• **PROBLEM DETAILS**
Which lines of the listing below contain the string "jeans"? Copy out every one of them, with case counting in the match.
## start
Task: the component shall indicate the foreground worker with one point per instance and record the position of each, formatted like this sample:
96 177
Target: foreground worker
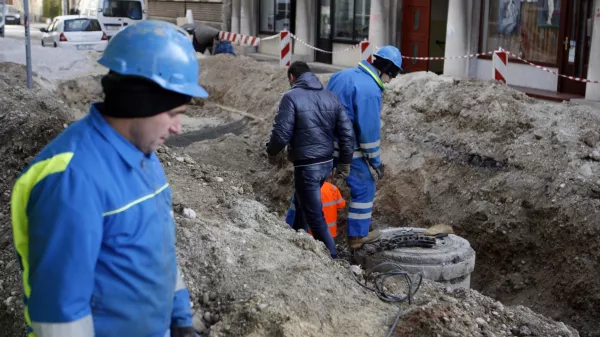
360 91
308 120
332 201
92 213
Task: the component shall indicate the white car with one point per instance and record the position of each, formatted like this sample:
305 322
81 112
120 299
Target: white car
74 31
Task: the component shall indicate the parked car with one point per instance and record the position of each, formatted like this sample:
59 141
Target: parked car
13 15
74 31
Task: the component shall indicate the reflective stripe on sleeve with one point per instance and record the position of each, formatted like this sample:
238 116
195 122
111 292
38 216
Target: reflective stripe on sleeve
361 205
372 155
83 327
370 145
358 216
180 285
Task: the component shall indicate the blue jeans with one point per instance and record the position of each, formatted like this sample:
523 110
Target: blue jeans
307 199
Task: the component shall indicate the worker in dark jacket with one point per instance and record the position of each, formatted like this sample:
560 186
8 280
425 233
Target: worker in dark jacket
309 119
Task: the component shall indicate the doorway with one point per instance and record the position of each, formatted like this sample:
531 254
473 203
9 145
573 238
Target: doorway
415 33
324 37
575 43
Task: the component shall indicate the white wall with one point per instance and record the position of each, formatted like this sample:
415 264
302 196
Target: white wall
348 58
269 47
593 89
521 74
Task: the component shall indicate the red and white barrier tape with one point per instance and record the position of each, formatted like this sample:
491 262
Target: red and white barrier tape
245 40
550 71
325 51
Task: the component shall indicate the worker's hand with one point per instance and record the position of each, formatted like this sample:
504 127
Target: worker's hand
379 171
183 332
342 171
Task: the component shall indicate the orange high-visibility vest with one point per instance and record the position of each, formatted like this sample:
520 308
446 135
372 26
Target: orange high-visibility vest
332 201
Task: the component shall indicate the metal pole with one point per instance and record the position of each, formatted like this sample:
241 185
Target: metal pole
27 43
3 21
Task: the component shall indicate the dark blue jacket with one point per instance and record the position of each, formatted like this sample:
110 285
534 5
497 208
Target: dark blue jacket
309 120
94 231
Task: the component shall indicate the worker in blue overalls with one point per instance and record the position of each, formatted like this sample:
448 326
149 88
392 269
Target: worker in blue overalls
360 91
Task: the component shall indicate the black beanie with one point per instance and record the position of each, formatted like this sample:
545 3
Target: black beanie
127 96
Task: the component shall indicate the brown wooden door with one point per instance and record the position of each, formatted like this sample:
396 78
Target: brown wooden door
574 46
415 33
324 34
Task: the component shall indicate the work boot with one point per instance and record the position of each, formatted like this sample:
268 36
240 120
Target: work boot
357 242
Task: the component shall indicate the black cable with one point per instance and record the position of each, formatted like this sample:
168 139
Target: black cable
378 286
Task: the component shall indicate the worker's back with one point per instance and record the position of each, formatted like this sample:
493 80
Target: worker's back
332 201
124 275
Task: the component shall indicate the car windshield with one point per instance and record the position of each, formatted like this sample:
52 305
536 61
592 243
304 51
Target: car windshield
82 25
123 8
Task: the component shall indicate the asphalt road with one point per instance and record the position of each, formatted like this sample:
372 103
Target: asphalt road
18 32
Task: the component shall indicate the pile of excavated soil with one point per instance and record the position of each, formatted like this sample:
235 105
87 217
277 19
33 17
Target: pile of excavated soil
28 121
250 275
516 176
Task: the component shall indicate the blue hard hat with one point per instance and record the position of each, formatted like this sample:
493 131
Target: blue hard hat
391 54
158 51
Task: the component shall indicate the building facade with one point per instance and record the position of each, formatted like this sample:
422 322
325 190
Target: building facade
557 34
211 12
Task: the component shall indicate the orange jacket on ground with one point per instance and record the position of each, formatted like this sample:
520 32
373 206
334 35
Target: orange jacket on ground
332 201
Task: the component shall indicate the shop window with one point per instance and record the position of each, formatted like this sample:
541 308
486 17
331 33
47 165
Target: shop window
275 15
351 20
526 28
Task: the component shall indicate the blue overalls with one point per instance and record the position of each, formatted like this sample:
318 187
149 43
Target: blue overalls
360 91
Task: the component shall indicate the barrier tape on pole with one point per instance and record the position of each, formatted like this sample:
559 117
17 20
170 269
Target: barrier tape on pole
285 46
366 51
550 71
500 65
324 51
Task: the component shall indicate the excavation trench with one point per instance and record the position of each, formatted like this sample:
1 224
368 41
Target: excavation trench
505 171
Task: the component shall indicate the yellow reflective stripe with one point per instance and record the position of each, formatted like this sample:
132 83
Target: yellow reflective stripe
137 201
20 197
375 76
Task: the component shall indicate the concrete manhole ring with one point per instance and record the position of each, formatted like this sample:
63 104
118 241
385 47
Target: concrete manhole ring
450 262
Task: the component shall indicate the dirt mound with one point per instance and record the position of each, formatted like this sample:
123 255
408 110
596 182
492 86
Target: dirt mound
250 275
28 121
79 93
514 176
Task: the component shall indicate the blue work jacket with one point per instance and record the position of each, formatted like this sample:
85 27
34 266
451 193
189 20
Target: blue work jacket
360 91
94 232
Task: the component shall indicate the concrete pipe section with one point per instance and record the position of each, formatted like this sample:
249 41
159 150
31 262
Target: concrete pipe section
450 261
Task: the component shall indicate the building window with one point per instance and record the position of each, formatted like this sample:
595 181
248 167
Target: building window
276 15
351 20
529 29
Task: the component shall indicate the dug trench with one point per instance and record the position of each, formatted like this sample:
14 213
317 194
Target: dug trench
516 176
512 175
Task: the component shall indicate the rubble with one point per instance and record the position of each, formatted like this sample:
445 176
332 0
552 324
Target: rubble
249 274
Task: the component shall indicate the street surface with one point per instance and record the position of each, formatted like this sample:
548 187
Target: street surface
18 32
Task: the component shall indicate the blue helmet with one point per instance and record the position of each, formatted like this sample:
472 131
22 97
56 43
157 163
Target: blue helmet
391 54
158 51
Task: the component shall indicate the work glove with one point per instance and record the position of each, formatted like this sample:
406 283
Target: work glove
180 331
379 171
342 171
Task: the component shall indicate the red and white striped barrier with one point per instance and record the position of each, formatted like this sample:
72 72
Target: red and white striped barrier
500 65
244 40
366 51
285 48
578 79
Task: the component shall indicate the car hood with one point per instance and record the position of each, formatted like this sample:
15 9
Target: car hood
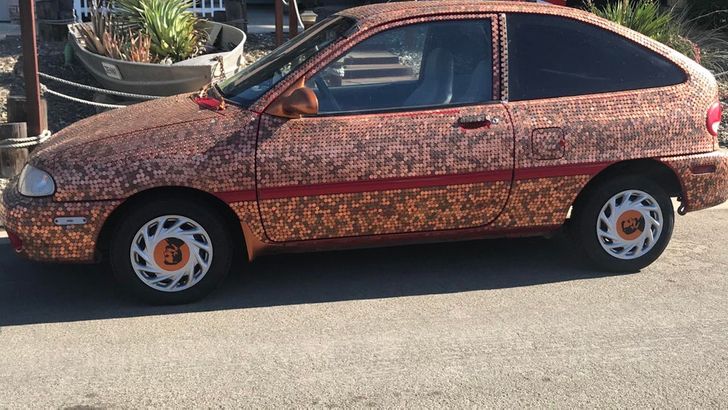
167 142
131 120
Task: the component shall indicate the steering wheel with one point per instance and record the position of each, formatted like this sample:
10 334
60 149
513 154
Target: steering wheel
326 92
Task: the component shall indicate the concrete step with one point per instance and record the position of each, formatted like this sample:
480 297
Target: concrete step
371 57
376 70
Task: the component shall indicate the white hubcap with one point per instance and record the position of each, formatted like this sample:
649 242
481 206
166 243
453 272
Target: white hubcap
171 253
629 224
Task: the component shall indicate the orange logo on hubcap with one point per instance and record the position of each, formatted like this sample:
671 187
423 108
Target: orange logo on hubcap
171 254
630 225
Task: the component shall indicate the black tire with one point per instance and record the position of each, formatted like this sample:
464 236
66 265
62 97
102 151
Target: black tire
142 213
586 214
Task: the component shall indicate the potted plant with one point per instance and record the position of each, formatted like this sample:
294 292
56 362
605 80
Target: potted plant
155 47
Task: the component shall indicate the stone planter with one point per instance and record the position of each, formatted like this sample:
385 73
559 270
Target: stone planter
164 79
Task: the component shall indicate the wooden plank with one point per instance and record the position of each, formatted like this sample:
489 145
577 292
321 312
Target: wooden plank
12 160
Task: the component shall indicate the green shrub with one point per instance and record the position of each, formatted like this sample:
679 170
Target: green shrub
649 18
711 14
174 31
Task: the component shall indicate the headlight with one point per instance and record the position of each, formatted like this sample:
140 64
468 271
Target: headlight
34 182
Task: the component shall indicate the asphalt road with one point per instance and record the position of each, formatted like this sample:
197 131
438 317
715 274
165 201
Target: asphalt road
517 322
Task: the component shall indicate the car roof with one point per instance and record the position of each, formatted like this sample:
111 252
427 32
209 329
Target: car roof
380 13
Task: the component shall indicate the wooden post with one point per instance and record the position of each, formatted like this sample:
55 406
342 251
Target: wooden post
292 19
30 66
16 107
12 160
279 22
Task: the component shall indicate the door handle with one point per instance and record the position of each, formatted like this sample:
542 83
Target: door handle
471 122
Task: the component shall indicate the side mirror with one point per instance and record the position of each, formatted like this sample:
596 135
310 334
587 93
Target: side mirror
301 101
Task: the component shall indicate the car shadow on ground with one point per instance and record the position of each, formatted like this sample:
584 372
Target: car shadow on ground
49 293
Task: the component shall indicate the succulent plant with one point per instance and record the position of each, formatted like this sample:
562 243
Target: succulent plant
173 31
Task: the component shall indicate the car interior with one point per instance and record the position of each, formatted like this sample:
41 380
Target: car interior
455 68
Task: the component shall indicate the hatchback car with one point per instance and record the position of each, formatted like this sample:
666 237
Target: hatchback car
387 124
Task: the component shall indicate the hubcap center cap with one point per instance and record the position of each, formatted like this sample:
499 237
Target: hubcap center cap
171 254
630 225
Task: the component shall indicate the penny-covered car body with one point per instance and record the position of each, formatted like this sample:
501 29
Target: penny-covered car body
387 124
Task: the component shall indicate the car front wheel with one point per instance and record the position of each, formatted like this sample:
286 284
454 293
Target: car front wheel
171 251
624 224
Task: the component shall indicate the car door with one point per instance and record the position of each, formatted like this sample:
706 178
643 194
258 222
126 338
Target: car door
408 138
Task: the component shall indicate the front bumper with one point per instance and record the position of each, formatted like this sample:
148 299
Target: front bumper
31 220
704 178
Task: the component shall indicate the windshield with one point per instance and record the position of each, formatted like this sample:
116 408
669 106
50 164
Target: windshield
255 80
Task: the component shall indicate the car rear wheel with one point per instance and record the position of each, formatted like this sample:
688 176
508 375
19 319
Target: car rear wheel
171 251
625 224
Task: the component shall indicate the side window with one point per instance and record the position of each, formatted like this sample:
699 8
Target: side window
552 56
420 65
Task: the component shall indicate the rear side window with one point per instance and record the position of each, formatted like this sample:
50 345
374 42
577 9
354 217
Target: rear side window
551 56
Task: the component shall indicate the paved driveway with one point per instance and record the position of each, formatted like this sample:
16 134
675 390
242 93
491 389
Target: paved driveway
502 323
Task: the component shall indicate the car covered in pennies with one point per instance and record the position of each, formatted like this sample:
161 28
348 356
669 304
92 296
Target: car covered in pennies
387 124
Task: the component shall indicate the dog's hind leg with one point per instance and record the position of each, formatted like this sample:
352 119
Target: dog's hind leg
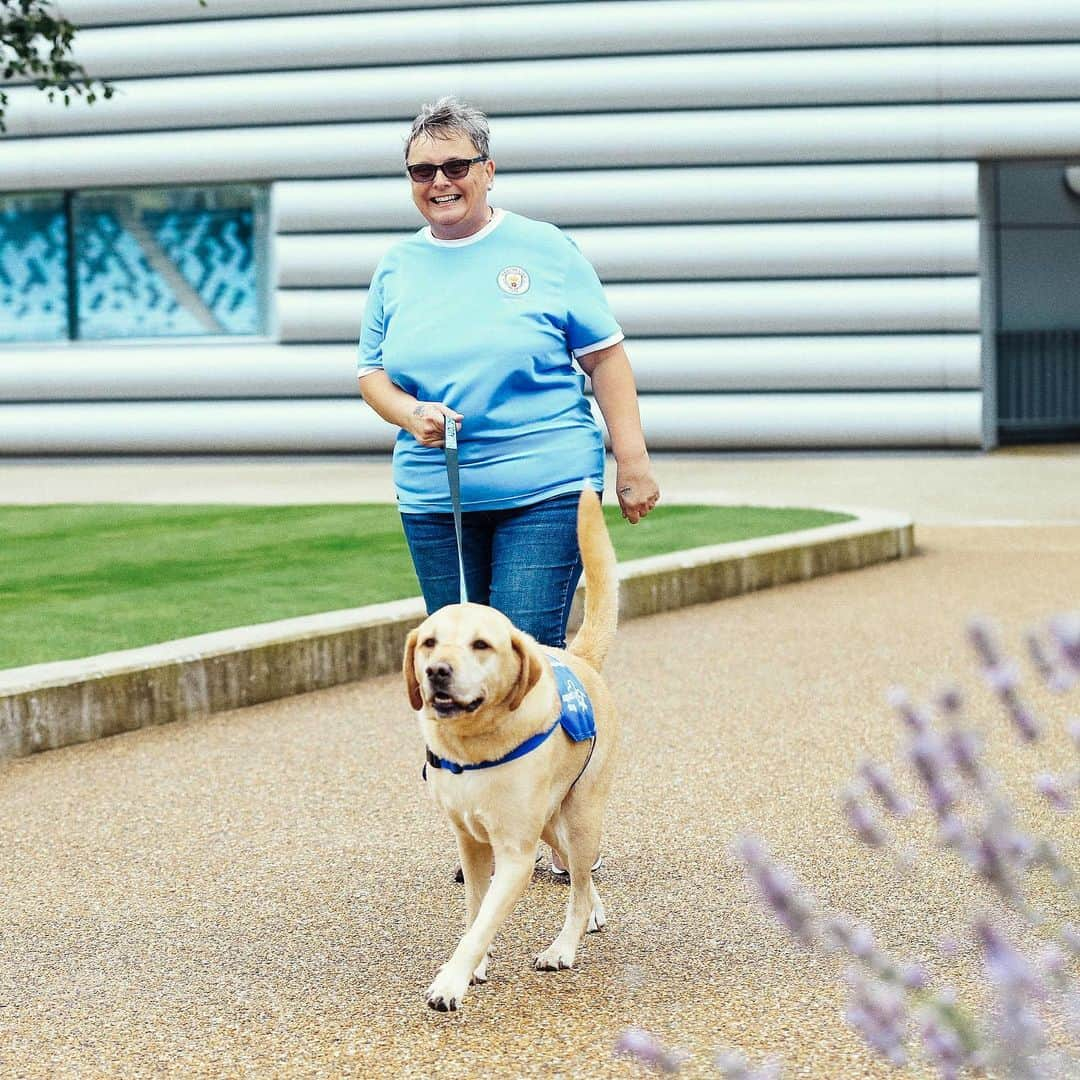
## end
• **REPLY TO THE EXERCISE**
Task: the component shall indicate the blue jeans with one point per instance and record the position of each, formatted like this sample:
Target: blue jeans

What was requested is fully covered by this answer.